## [Given passage]
/---
Generate from the model

In [20]:
idx = torch.zeros((1, 1), dtype=torch.long)
print(decode(m.generate(idx, max_new_tokens=100)[0].tolist()))  # [0] because its [[]] shape


Sr?qP-QWktXoL&jLDJgOLVz'RIoDqHdhsV&vLLxatjscMpwLERSPyao.qfzs$Ys$zF-w,;eEkzxjgCKFChs!iWW.ObzDnxA Ms$3


#### Train the Bigram Model

Create an AdamW optimizer

In [21]:
optimizer = torch.optim.AdamW(m.parameters(), lr=1e-3)  # Usually 1e-4, but for small network can be larger

Use a bigger Batch Size

In [22]:
batch_size = 32

In [23]:
for steps in range(10000):
  # sample a batch of data
  xb, yb = get_batch('train')

  # evaluate loss
  logits, loss = m(xb, yb)
  optimizer.zero_grad(set_to_none=True)
  loss.backward()
  optimizer.step()

print(loss.item())

2.5727508068084717


Generate to see how we doin'

In [24]:
idx = torch.zeros((1, 1), dtype=torch.long)
print(decode(m.generate(idx, max_new_tokens=300)[0].tolist()))  # [0] because its [[]] shape


Iyoteng h hasbe pave pirance
Rie hicomyonthar's
Plinseard ith henoure wounonthioneir thondy, y heltieiengerofo'dsssit ey
KIN d pe wither vouprrouthercc.
\---
## [Material provided]
/---
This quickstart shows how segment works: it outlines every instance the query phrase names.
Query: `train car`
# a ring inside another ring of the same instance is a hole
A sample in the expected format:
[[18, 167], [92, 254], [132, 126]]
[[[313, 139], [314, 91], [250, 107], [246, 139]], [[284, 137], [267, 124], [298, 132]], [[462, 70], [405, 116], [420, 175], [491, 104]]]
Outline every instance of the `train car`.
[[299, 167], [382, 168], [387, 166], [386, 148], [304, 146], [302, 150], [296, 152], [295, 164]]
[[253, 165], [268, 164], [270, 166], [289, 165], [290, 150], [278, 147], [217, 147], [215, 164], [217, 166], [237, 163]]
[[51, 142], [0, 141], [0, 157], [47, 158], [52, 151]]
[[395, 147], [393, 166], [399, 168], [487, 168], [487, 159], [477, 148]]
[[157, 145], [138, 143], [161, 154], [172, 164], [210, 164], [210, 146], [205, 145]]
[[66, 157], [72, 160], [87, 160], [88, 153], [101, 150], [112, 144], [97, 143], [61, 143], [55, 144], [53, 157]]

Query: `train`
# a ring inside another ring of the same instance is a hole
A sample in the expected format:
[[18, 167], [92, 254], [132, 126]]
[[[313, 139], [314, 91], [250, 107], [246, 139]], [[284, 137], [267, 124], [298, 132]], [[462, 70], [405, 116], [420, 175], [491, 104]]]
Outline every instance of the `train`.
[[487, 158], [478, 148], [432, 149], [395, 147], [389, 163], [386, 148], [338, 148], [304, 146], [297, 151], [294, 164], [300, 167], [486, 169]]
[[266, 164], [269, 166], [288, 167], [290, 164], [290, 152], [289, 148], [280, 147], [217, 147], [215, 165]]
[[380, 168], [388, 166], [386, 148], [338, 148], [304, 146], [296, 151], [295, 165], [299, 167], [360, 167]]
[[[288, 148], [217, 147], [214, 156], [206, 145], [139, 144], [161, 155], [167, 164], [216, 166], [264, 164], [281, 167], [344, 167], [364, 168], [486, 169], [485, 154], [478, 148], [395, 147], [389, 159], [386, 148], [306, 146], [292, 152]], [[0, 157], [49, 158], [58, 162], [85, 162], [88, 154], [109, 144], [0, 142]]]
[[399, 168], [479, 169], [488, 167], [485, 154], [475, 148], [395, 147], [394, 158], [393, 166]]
\---
## [Brief 1]
Reproduce the rows verbatim, beginning with their first line and ending after the line that contains "144], [53, 157]]", including both of those lines.
## [Brief 2]
Write the next part of the bigram model training notebook, picking up after its final line.

## [Written answer 1]
This quickstart shows how segment works: it outlines every instance the query phrase names.
Query: `train car`
# a ring inside another ring of the same instance is a hole
A sample in the expected format:
[[18, 167], [92, 254], [132, 126]]
[[[313, 139], [314, 91], [250, 107], [246, 139]], [[284, 137], [267, 124], [298, 132]], [[462, 70], [405, 116], [420, 175], [491, 104]]]
Outline every instance of the `train car`.
[[299, 167], [382, 168], [387, 166], [386, 148], [304, 146], [302, 150], [296, 152], [295, 164]]
[[253, 165], [268, 164], [270, 166], [289, 165], [290, 150], [278, 147], [217, 147], [215, 164], [217, 166], [237, 163]]
[[51, 142], [0, 141], [0, 157], [47, 158], [52, 151]]
[[395, 147], [393, 166], [399, 168], [487, 168], [487, 159], [477, 148]]
[[157, 145], [138, 143], [161, 154], [172, 164], [210, 164], [210, 146], [205, 145]]
[[66, 157], [72, 160], [87, 160], [88, 153], [101, 150], [112, 144], [97, 143], [61, 143], [55, 144], [53, 157]]

## [Written answer 2]
hathe; d!
My hind tt hinig t ouchos tes; st yo hind wotte grotonear 'so it t jod weancotha:
h hay.JUCle n prids, r loncave w hollular s O:
HIs; ht 


#### Self Attention Version 1

Example:

In [25]:
torch.manual_seed(1337)
B, T, C = 4, 8, 2 # batch, time, channels
x = torch.randn(B, T, C)
x.shape

torch.Size([4, 8, 2])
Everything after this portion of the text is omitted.